**Task directions:** Would you print the whole listing again, word for word?

**Data excerpts:**
[Start of section]
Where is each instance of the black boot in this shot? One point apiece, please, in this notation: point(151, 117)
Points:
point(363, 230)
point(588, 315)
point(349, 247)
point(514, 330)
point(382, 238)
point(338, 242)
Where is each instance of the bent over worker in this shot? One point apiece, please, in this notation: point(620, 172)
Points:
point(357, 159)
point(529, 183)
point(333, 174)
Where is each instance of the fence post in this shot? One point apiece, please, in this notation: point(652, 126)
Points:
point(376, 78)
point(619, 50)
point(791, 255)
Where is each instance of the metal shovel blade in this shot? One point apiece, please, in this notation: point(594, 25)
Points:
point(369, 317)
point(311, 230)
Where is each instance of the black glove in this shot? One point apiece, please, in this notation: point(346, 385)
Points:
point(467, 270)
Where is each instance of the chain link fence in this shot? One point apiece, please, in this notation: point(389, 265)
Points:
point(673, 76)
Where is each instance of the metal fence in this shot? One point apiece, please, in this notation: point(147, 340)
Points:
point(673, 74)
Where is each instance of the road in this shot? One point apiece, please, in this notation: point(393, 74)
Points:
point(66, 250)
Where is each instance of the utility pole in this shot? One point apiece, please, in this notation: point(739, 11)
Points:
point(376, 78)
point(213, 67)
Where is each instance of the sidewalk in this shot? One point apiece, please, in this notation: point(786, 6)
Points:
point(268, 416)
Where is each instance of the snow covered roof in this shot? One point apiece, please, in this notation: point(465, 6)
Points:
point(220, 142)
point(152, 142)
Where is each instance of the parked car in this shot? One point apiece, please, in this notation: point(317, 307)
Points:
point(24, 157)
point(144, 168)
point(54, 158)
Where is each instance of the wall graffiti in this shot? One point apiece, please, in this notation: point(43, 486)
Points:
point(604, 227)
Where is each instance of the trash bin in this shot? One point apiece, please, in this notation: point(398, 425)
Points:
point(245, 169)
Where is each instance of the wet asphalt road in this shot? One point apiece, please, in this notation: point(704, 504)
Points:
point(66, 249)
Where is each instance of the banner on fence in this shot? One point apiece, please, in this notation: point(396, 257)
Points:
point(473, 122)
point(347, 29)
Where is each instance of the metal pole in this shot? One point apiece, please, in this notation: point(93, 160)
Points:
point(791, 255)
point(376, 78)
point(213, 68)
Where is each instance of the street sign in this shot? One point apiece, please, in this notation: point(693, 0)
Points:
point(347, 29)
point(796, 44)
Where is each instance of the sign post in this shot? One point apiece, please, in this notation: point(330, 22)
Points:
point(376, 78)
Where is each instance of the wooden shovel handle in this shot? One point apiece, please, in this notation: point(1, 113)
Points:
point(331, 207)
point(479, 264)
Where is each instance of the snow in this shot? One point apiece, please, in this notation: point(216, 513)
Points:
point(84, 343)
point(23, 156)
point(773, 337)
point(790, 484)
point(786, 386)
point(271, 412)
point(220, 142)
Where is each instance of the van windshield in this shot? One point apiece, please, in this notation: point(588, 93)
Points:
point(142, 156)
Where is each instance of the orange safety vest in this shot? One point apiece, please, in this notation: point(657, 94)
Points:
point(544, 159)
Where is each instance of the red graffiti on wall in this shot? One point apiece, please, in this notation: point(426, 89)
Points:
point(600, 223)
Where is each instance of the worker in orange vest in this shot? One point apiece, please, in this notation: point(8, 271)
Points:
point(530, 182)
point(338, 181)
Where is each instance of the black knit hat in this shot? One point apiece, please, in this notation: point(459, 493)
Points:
[End of section]
**Task output:**
Where is each instance of the black boot in this shot? One point apiece, please, in this notation: point(151, 117)
Points:
point(363, 230)
point(588, 315)
point(349, 247)
point(514, 330)
point(382, 238)
point(338, 242)
Where is each instance of the bent over worker in this shot? One point apiece, please, in this notation: point(620, 172)
Points:
point(357, 159)
point(529, 183)
point(333, 174)
Where is each instance of the fence post in this shot? One point apiece, please, in this notation: point(652, 126)
Points:
point(376, 78)
point(619, 50)
point(791, 255)
Where is each instance of the metal shovel blade in this shot? One point apiece, please, in this notation: point(594, 25)
Points:
point(369, 317)
point(311, 230)
Where is each instance of the black glove in this shot? One point apiece, please, in this notation: point(346, 385)
Points:
point(467, 270)
Where is each instance of the chain link fence in this shot? One point apiece, please, in this notation: point(389, 265)
Points:
point(673, 76)
Where is each instance of the metal fence in this shot? One point apiece, please, in this notation: point(147, 340)
Points:
point(673, 74)
Where is each instance of the road in this shot? One point apiece, please, in this notation: point(393, 74)
Points:
point(66, 250)
Where is each instance of the utility pole in this shot? One point apiece, please, in this notation: point(739, 11)
Points:
point(376, 78)
point(213, 67)
Where is each instance of the sidewalk in this shot? One point apiece, please, in this notation: point(786, 6)
Points:
point(268, 416)
Where is each instance of the snow covered roof in this shot? One point apiece, please, in this notation: point(465, 6)
Points:
point(220, 142)
point(152, 142)
Where is each instance of the parked car in this shot? One point apiece, please, in this notation: point(317, 307)
Points:
point(24, 157)
point(144, 168)
point(54, 158)
Where is each instance of the wall graffiti in this shot? One point apiece, please, in this notation: point(43, 486)
Points:
point(604, 227)
Where is each instance of the trash bin in this shot? One point apiece, please, in this notation: point(398, 425)
Points:
point(245, 169)
Where is each instance of the wet asphalt road in this shot? One point apiece, please, in this notation: point(704, 504)
Points:
point(66, 249)
Where is each instance of the banner on fence in this shot? One point apiece, please, in this notation: point(396, 257)
Points:
point(473, 122)
point(347, 29)
Where is each instance of the metal pole in this shot? One point apiece, please, in this notation: point(93, 160)
Points:
point(791, 255)
point(376, 78)
point(213, 68)
Where is each instance of the street sign in this shot? One point apiece, please, in this notation: point(693, 0)
Points:
point(347, 29)
point(796, 44)
Where is each instance of the sign post in this shot? One point apiece, please, in this notation: point(330, 22)
Points:
point(376, 78)
Where is each instance of the wooden shovel handle in this shot? One point apiece, please, in this notation: point(1, 113)
Points:
point(331, 207)
point(479, 264)
Where is each instance of the snow in this shot? One point apiece, please, in this notation: point(216, 513)
Points:
point(84, 343)
point(23, 156)
point(773, 337)
point(790, 484)
point(786, 386)
point(271, 412)
point(220, 142)
Where is each instance of the van windshield in this shot? One point apiece, please, in this notation: point(588, 93)
Points:
point(142, 156)
Where is each instance of the orange safety vest in this shot? One point apiece, please, in this notation: point(657, 94)
Points:
point(544, 159)
Where is each instance of the red graffiti on wall in this shot? One point apiece, please, in this notation: point(426, 89)
Points:
point(600, 223)
Where is each instance of the worker in orange vest in this shot? One point apiece, please, in this notation: point(8, 271)
Points:
point(530, 182)
point(338, 181)
Where is each instance of the black knit hat in this shot? One point apiece, please, in this notation: point(459, 493)
Points:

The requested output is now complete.